→ Material supplied

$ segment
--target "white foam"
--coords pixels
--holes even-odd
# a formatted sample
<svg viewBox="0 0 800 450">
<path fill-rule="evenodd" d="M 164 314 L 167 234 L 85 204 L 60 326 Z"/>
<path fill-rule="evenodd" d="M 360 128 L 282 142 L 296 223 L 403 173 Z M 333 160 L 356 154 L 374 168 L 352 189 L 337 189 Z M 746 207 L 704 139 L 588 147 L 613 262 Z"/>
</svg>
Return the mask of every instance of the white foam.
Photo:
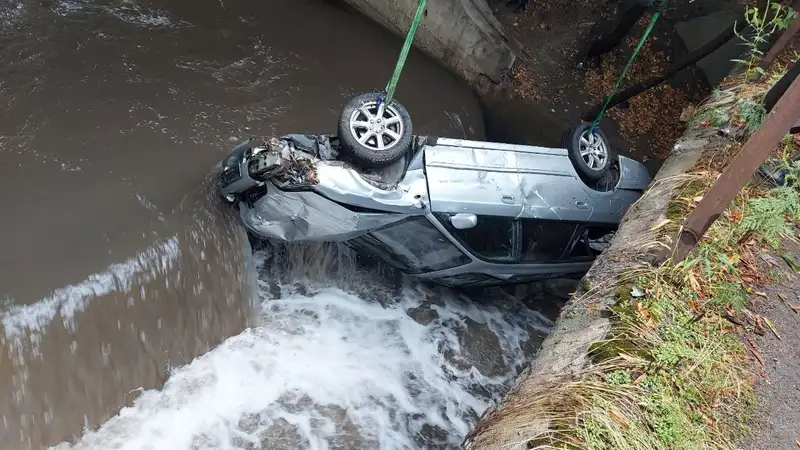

→ Written problem
Gather every line of the material that contains the string "foam" and list those lines.

→ Completed exercise
--target "white foam"
Return the mask of every instance of the white foam.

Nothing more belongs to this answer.